Required action: Look through the material below, count the lines containing the word "dark", and state only the count.

+++ Data +++

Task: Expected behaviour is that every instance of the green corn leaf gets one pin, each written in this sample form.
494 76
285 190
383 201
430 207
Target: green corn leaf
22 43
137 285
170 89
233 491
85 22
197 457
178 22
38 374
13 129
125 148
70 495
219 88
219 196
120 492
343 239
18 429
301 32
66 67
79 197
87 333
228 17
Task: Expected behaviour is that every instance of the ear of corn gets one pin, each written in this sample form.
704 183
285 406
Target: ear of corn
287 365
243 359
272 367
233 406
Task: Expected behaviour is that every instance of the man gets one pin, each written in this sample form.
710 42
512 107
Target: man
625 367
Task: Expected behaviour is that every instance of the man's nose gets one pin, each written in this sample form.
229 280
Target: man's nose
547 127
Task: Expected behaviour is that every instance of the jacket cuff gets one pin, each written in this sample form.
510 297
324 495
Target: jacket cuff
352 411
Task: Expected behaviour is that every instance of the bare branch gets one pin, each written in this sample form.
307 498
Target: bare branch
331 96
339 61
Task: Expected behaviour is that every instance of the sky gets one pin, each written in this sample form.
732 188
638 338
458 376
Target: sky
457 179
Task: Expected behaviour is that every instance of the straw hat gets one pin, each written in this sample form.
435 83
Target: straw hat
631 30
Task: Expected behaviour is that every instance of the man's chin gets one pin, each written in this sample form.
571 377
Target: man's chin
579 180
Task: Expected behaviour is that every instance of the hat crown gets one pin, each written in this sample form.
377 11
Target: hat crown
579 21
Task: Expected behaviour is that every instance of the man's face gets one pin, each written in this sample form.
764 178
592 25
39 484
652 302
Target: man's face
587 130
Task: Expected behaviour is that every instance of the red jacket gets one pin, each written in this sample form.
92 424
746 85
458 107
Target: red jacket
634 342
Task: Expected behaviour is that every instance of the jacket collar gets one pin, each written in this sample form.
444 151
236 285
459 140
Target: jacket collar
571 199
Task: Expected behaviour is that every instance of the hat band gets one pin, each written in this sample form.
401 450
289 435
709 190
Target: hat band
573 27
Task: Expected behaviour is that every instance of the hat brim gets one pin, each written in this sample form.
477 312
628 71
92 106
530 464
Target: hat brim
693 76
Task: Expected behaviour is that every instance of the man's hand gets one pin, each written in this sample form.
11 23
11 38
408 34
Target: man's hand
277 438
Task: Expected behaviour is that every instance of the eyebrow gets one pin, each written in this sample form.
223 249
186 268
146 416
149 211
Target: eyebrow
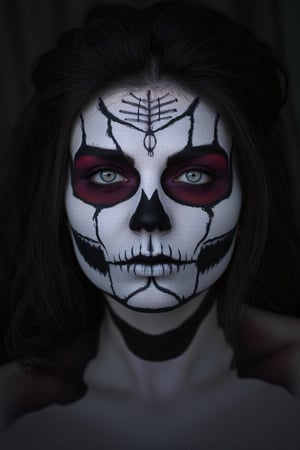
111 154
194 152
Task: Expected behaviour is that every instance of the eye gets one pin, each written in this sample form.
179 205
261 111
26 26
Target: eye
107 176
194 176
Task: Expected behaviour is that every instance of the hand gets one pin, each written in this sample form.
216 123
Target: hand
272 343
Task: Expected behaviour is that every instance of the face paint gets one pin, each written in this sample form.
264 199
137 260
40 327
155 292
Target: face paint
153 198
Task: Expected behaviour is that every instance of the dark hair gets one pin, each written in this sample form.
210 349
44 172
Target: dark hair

+++

Exercise answer: 2